INSTRUCTION – In the listing below, copy word for word every line from the one containing "of the glowing" through the one containing "pixel 35 111", including both of those lines. Copy only those lines.

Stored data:
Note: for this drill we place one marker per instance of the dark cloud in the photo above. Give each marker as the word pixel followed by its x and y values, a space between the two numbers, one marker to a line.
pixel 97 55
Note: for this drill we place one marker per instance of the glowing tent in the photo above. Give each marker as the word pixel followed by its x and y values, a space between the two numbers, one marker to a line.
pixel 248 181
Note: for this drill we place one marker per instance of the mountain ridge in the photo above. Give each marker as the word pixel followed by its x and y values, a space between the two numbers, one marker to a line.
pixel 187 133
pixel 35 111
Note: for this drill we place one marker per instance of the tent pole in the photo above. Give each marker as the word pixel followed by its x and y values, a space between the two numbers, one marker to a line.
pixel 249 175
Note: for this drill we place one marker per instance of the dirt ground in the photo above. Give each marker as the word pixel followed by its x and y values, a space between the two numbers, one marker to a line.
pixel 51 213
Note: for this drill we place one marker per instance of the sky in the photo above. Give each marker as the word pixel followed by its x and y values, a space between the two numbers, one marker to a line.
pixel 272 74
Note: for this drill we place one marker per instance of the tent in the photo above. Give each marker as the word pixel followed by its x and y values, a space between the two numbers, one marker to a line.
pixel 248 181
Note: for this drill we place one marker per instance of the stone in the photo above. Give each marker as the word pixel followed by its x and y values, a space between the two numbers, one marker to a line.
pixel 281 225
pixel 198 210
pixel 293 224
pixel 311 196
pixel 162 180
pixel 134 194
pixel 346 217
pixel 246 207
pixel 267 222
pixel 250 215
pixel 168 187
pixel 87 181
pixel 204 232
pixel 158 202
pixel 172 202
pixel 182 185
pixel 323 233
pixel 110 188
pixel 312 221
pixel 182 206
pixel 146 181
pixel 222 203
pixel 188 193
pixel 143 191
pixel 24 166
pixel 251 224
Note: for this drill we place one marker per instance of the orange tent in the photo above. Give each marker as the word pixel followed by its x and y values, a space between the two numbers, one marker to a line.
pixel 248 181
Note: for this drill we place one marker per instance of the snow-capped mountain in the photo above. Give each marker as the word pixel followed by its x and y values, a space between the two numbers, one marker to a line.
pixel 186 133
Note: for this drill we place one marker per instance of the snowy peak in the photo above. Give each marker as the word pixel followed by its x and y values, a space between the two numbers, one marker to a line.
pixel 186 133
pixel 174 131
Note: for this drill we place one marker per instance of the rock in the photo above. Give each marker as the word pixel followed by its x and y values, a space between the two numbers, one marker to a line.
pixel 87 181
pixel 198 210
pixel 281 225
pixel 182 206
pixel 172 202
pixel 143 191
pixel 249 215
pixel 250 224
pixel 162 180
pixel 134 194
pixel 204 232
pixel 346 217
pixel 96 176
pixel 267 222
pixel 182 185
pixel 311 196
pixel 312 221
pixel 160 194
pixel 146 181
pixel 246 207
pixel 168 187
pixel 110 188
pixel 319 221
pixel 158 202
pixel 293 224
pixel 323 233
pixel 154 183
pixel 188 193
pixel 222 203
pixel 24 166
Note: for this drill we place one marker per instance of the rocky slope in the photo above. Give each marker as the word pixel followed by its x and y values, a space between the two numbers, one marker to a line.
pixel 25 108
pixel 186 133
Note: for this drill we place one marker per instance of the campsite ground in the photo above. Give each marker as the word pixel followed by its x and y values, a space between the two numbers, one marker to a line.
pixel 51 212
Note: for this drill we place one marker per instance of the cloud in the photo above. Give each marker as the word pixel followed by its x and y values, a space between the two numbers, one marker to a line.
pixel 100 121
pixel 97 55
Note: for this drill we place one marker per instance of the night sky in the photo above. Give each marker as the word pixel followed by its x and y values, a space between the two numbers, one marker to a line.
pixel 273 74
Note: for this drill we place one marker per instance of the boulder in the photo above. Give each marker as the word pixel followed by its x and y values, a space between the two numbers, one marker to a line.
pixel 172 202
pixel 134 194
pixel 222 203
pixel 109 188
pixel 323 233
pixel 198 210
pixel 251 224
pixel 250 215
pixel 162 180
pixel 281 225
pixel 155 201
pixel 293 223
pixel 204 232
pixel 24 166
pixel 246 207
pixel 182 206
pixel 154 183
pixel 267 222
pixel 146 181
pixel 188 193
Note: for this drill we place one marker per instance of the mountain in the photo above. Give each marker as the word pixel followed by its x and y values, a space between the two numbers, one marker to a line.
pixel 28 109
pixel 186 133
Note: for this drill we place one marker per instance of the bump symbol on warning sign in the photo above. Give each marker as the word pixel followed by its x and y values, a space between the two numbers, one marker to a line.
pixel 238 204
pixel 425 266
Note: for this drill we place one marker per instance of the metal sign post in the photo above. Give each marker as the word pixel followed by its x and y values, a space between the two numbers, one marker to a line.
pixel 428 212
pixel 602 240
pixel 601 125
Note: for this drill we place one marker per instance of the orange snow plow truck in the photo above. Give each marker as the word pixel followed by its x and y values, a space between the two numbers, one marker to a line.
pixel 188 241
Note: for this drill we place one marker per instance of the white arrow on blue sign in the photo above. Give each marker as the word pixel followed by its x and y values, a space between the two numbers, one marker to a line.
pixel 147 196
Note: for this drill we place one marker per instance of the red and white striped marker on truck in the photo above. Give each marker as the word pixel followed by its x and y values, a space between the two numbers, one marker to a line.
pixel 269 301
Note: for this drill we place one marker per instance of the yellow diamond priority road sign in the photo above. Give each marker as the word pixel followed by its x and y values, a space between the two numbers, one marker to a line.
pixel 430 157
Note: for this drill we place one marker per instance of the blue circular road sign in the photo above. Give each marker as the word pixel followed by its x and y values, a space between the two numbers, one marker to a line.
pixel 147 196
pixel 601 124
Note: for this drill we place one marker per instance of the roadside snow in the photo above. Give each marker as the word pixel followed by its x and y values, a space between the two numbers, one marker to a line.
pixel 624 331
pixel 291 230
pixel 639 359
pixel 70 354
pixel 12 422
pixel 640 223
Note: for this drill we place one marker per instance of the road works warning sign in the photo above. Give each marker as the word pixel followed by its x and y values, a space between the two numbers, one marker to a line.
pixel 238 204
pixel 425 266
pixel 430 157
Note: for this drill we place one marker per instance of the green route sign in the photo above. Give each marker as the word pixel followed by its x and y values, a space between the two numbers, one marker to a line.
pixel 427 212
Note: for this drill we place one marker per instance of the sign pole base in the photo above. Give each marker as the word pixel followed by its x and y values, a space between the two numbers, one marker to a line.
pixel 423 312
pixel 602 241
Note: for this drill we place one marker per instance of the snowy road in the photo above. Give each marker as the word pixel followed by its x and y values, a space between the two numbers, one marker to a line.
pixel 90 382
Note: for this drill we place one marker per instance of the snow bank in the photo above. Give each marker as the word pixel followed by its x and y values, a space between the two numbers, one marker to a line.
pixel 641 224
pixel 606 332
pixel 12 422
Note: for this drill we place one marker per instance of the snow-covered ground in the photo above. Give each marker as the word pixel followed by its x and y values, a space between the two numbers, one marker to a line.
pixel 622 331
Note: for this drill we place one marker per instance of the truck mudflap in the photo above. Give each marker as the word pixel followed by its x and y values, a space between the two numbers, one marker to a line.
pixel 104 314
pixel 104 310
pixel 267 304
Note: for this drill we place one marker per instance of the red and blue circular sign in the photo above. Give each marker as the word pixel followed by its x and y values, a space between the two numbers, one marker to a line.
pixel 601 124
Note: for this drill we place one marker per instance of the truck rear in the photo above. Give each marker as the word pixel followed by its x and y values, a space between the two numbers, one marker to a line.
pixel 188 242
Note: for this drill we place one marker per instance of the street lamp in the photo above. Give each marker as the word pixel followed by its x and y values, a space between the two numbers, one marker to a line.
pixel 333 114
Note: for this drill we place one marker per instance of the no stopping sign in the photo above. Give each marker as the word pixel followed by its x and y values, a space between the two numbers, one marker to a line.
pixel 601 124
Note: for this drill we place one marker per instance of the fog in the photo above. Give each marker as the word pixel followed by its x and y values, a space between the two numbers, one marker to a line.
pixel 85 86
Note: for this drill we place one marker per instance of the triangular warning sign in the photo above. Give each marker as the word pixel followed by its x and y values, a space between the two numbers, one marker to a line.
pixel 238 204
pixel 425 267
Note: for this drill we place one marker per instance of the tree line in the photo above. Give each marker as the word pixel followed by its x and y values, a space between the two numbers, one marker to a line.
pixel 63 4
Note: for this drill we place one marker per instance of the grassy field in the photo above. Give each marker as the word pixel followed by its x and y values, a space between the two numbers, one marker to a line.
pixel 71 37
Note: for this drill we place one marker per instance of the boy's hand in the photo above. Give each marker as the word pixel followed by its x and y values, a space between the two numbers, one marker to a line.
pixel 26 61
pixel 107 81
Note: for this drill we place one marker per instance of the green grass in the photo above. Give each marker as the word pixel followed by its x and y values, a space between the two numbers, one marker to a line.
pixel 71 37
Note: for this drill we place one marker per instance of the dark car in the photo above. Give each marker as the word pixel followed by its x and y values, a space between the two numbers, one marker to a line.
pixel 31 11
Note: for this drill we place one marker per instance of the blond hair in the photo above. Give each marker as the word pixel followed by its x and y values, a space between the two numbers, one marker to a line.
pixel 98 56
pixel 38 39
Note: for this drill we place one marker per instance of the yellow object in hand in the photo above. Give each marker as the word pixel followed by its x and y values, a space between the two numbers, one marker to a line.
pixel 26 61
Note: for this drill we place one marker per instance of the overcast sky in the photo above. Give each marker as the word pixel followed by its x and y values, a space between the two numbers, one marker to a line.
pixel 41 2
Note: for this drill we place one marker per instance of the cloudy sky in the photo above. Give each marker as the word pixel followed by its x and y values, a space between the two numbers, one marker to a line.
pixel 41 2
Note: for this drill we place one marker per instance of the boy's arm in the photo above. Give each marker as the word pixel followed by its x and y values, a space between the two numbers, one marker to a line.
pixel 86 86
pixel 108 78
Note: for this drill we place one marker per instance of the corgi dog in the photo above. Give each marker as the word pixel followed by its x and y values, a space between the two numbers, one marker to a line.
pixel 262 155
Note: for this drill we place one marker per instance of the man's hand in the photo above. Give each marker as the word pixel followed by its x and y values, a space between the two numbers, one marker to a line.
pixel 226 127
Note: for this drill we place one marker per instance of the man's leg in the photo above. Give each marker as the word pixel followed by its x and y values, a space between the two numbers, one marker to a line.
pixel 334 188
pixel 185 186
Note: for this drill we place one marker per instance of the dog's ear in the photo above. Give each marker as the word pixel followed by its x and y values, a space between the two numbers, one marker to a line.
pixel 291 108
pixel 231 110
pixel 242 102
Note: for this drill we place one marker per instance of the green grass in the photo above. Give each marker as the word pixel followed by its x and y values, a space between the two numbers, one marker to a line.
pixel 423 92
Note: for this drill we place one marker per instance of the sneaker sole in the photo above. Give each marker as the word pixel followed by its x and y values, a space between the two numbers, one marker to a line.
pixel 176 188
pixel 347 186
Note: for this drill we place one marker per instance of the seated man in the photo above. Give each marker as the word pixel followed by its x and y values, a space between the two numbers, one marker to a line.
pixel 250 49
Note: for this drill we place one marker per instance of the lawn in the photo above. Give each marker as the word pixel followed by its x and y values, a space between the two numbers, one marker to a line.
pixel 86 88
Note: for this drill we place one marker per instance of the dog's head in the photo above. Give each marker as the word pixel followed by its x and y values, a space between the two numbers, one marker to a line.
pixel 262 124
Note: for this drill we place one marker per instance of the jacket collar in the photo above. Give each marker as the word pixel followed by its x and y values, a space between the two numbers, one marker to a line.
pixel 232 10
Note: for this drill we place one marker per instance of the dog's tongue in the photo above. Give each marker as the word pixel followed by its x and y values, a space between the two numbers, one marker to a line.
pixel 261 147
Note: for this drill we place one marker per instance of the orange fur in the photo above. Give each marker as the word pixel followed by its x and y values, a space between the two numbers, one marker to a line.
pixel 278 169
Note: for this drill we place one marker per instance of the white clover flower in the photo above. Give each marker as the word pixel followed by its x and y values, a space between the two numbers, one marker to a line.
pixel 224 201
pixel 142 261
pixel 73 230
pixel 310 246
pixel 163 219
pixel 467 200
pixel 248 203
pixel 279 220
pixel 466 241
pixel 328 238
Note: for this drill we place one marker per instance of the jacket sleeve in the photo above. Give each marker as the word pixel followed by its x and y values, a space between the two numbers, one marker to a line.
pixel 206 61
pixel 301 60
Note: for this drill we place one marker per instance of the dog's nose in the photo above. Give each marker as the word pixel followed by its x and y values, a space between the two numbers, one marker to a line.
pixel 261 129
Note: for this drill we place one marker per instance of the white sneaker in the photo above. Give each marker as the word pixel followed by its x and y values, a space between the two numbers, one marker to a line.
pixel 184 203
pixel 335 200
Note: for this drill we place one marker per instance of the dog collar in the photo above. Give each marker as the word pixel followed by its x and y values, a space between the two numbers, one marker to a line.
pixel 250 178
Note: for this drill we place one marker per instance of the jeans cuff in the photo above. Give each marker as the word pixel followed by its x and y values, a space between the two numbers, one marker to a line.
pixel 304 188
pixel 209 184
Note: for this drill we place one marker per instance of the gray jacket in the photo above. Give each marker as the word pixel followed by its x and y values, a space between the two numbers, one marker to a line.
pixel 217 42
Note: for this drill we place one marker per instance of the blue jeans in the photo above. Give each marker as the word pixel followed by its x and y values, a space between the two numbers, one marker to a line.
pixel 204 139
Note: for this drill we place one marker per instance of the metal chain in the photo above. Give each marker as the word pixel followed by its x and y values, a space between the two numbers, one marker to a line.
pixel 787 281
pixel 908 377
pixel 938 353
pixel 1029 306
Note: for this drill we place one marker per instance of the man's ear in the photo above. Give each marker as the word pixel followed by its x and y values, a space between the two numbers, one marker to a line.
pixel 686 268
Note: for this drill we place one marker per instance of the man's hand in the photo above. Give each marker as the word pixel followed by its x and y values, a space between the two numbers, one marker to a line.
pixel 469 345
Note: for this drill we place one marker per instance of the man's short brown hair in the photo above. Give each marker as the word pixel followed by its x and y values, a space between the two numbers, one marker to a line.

ANSWER –
Note: for this drill we place one marker per instance of the glowing tent in the photo above. Give each marker as the word pixel followed by its x and y values, a space between the two numbers, one marker to a line.
pixel 248 181
Note: for this drill we place one marker per instance of the mountain ridge in the photo above. Give each marker as the word pixel followed by its x and y values, a space between the two numbers, one marker to a line.
pixel 187 133
pixel 35 111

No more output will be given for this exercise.